**TASK BRIEF**:
Pull out every line of the items below that contains the string "positive", matching case exactly.

BEGIN DATA PROVIDED

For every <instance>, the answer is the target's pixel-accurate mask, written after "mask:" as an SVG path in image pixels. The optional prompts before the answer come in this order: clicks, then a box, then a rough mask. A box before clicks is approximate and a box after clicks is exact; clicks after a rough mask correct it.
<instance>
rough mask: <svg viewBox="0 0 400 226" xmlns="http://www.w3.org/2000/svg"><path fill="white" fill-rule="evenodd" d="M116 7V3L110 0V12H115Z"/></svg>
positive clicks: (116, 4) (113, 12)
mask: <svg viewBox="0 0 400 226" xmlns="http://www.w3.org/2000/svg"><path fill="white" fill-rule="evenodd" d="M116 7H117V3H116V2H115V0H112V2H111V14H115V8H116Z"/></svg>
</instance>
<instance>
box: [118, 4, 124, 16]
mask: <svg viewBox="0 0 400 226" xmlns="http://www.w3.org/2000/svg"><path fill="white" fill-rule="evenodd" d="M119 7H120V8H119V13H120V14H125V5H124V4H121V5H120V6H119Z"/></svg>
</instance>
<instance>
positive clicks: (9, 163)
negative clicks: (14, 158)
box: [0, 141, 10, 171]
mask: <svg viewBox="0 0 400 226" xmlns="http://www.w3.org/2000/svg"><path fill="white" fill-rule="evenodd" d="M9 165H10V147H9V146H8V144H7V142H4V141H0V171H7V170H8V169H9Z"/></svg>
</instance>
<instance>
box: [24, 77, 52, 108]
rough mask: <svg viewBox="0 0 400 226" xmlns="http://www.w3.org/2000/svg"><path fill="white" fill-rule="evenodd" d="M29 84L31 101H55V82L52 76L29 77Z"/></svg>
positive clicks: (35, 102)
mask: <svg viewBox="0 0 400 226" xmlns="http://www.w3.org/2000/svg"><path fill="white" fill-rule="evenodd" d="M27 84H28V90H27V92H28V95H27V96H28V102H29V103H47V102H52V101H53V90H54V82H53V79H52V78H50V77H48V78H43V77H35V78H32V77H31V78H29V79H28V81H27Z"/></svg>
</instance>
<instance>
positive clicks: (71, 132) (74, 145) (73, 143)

END DATA PROVIDED

**EXPECTED ANSWER**:
positive clicks: (116, 4) (113, 12)
positive clicks: (9, 163)
positive clicks: (35, 102)
positive clicks: (71, 132) (74, 145) (73, 143)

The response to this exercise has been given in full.